» Required tasks:
- 1) Translate this sentence from the text on the Charlie Hebdo anniversary into Spanish: "Free-speech defenders in France see the ability to criticise and ridicule religion as a fundamental right acquired through centuries of struggle to escape the influence of the Catholic Church."
- 2) Transcribe verbatim the stretch of the text on the Charlie Hebdo anniversary from "But it also" through "the Catholic Church.".

[Excerpted text Boundary: Start]

The anniversary of the shocking attack on freedom of expression is being used by the atheist publication to send a message of defiance to the extremists who burst into its offices on January 7, 2015, then fled shouting they had "killed Charlie Hebdo".
"They didn't kill Charlie Hebdo," editor-in-chief Gerard Biard told AFP in a recent interview, adding that "we want it to last for a thousand years".
The attack by two Paris-born brothers was revenge for Charlie Hebdo's decision to repeatedly publish caricatures lampooning the Prophet Mohammed, Islam's most revered figure.
The massacre of some of France's most famous cartoonists signalled the start of a gruesome series of Al-Qaeda and Islamic State plots that claimed hundreds of lives in France and western Europe over the following years.
Next week's edition is set to feature the results of a typically provocative competition launched in November to draw the "funniest and meanest" depictions of God. It will be revealed on Sunday evening.
It is intended for "everyone who is fed up with living in a society directed by God and religion. Everyone who is fed up with the so-called good and evil. Everyone who is fed up with religious leaders dictating our lives".
President Emmanuel Macron and Paris Mayor Anne Hidalgo will attend commemoration events on Tuesday at the location of the attack, as well as that of a separate but linked assault on a Jewish supermarket.
- Solidarity -
The Charlie Hebdo killings profoundly shocked France. The attack fuelled an outpouring of sympathy expressed in a wave of "Je Suis Charlie" ("I Am Charlie") solidarity with its lost contributors including famed cartoonists Cabu, Charb, Honore, Tignous and Wolinski.
But it also led to questioning and in some cases a furious backlash against Charlie's deliberately offensive, often crude strain of humour, part of a long-standing French tradition of caricaturing.
Since its founding in 1970, it has regularly tested the boundaries of French hate-speech laws, which offer protection to minorities but allow for blasphemy and the mockery of religion.
Free-speech defenders in France see the ability to criticise and ridicule religion as a fundamental right acquired through centuries of struggle to escape the influence of the Catholic Church.
Critics say the weekly sometimes crosses the line into Islamophobia, pointing to some of the Prophet Mohammed caricatures published in the past that appeared to associate Islam with terrorism.
"The idea is not to publish anything, it's to publish everything that makes people doubt, brings them to reflect, to ask questions, to not end up closed in by ideology," director Riss, who survived the 2015 attack, told Le Monde in November.

[Excerpted text Boundary: End]
[Stored data Boundary: Start]

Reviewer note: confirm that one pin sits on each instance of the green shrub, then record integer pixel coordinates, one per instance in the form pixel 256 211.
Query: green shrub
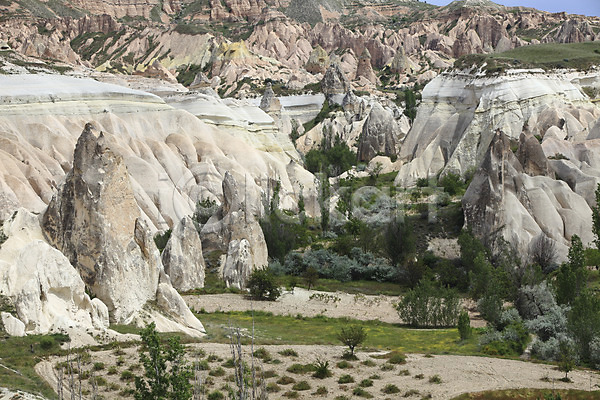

[Stored data Boundary: End]

» Task answers:
- 1) Los defensores de la libertad de expresión en Francia consideran la capacidad de criticar y ridiculizar la religión como un derecho fundamental adquirido a lo largo de siglos de lucha para escapar de la influencia de la Iglesia católica.

- 2)
But it also led to questioning and in some cases a furious backlash against Charlie's deliberately offensive, often crude strain of humour, part of a long-standing French tradition of caricaturing.
Since its founding in 1970, it has regularly tested the boundaries of French hate-speech laws, which offer protection to minorities but allow for blasphemy and the mockery of religion.
Free-speech defenders in France see the ability to criticise and ridicule religion as a fundamental right acquired through centuries of struggle to escape the influence of the Catholic Church.